DIRECTION: Rewrite every one of the records below, replacing each "Drop a point" with "Mark a point" and keeping everything else the same. Omit the pictures from your answer.

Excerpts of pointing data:
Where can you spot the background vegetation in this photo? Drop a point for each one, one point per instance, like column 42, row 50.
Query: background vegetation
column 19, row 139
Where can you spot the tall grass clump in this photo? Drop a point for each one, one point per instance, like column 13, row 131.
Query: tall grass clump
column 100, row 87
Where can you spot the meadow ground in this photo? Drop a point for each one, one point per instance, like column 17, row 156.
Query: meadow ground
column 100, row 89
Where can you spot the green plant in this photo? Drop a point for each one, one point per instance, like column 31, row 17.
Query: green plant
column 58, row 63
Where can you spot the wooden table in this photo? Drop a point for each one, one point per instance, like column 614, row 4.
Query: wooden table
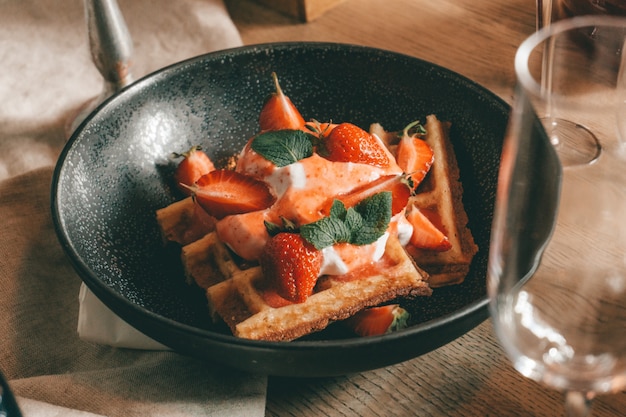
column 470, row 376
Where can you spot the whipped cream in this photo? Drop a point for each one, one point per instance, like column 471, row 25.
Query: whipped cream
column 302, row 190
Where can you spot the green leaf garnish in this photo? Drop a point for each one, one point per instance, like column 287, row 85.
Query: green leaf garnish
column 283, row 147
column 359, row 225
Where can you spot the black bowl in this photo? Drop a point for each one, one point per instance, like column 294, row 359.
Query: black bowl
column 114, row 174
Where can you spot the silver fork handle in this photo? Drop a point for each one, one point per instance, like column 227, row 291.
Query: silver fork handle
column 110, row 43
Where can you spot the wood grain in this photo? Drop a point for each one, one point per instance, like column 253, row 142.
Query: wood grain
column 470, row 376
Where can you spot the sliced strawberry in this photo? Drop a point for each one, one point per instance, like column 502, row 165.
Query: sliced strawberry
column 224, row 192
column 397, row 184
column 425, row 234
column 378, row 320
column 414, row 156
column 292, row 265
column 349, row 143
column 195, row 164
column 279, row 112
column 319, row 129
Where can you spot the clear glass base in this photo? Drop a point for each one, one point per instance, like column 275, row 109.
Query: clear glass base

OUTPUT FOR THIS TASK:
Where can you spot the background vegetation in this photo? Mark a point for each one, one point per instance, like column 42, row 50.
Query: background vegetation
column 19, row 139
Where can you spot the tall grass clump in this photo? Mark a point for each one, one point per instance, like column 13, row 131.
Query: tall grass clump
column 100, row 87
Where can you spot the meadow ground in this photo? Mark a point for each one, one point per instance, like column 17, row 156.
Query: meadow ground
column 100, row 89
Where can you spot the green plant in this photo? Mark a point for each one, one point per instance, like column 31, row 17.
Query: green plant
column 58, row 63
Where can you spot the wooden table in this photo? Mark a point for each one, one point per instance, like column 614, row 4.
Query: wooden table
column 470, row 376
Where can you spot the whipped cream in this photo? Mark a point for each one, one point per instance, like column 471, row 25.
Query: whipped cream
column 302, row 190
Where can you spot the green leaf garnish in this photo? Mark a point for each one, one point per instance, like column 287, row 85.
Query: green leaf garnish
column 283, row 147
column 359, row 225
Where can you spot the black bowl in this photo? Mark a point for each one, one point per instance, like column 294, row 359.
Query: black bowl
column 114, row 174
Where can you spot the silver fork handle in this photo? Mark a point for each one, one point per instance, like column 227, row 291.
Query: silver fork handle
column 110, row 43
Where can you spot the wood grain in this photo? Mark a point for each one, one point per instance, like column 253, row 142.
Query: wood grain
column 470, row 376
Where can you spot the sliced strawberry in this photo? Mark a point for each one, one point per instance, like column 502, row 165.
Query: sliced strawberry
column 224, row 192
column 397, row 184
column 425, row 234
column 378, row 320
column 414, row 156
column 292, row 265
column 349, row 143
column 195, row 164
column 279, row 112
column 319, row 129
Where can you spot the clear glass base in this photo? Mark a point for each one, one point per instance, like column 275, row 109.
Query: clear glass base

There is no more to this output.